-- start --

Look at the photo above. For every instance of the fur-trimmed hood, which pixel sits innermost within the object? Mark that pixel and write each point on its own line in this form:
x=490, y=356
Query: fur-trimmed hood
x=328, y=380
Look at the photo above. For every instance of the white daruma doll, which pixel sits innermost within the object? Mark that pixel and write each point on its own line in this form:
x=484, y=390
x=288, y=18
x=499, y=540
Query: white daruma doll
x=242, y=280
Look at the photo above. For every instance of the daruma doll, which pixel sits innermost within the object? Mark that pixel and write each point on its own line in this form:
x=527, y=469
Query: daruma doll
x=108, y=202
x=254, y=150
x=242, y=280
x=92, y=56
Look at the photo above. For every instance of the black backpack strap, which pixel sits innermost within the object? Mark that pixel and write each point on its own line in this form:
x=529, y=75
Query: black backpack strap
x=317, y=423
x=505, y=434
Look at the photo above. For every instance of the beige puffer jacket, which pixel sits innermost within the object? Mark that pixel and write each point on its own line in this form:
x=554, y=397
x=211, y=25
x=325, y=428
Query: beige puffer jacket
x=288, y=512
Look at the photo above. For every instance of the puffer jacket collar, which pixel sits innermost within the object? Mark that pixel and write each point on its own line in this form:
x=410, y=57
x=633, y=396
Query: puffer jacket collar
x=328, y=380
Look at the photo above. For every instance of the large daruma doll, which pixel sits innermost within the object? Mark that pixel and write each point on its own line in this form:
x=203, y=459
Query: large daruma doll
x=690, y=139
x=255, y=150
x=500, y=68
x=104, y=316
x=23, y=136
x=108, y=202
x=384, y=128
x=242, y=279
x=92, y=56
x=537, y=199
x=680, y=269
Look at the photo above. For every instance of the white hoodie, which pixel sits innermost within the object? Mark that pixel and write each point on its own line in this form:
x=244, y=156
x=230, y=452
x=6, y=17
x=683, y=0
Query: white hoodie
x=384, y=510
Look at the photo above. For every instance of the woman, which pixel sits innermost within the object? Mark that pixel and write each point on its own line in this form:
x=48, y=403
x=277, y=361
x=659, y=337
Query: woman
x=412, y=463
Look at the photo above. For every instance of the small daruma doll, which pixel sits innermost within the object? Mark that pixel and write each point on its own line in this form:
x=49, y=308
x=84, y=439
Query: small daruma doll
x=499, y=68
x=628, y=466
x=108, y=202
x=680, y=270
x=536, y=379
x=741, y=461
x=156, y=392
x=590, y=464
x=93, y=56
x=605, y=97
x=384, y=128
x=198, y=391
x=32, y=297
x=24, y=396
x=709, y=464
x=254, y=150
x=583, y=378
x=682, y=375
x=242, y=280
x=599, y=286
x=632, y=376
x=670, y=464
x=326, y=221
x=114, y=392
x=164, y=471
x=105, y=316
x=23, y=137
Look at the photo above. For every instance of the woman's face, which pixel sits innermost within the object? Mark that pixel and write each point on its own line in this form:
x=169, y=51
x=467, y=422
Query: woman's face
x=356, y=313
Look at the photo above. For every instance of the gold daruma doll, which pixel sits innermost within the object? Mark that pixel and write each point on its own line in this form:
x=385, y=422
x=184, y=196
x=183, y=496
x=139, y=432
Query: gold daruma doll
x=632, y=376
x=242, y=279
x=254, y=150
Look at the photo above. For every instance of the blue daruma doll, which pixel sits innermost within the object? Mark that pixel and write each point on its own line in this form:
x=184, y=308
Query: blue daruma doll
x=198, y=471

-- end --

- [Aim of the task] Put the lines of the material into a Markdown table with the columns Row and Line, numbering each row and leaving out blank lines. Begin at the line that has "Look at the photo above. For every instance of the beige" and stop after the line that has "x=288, y=512".

- [Exercise answer]
| Row | Line |
|---|---|
| 1 | Look at the photo above. For every instance of the beige puffer jacket, which pixel sits innermost within the object? Mark that pixel and write each point on its own line in this form: |
| 2 | x=554, y=397 |
| 3 | x=211, y=25 |
| 4 | x=325, y=428 |
| 5 | Query: beige puffer jacket |
| 6 | x=288, y=512 |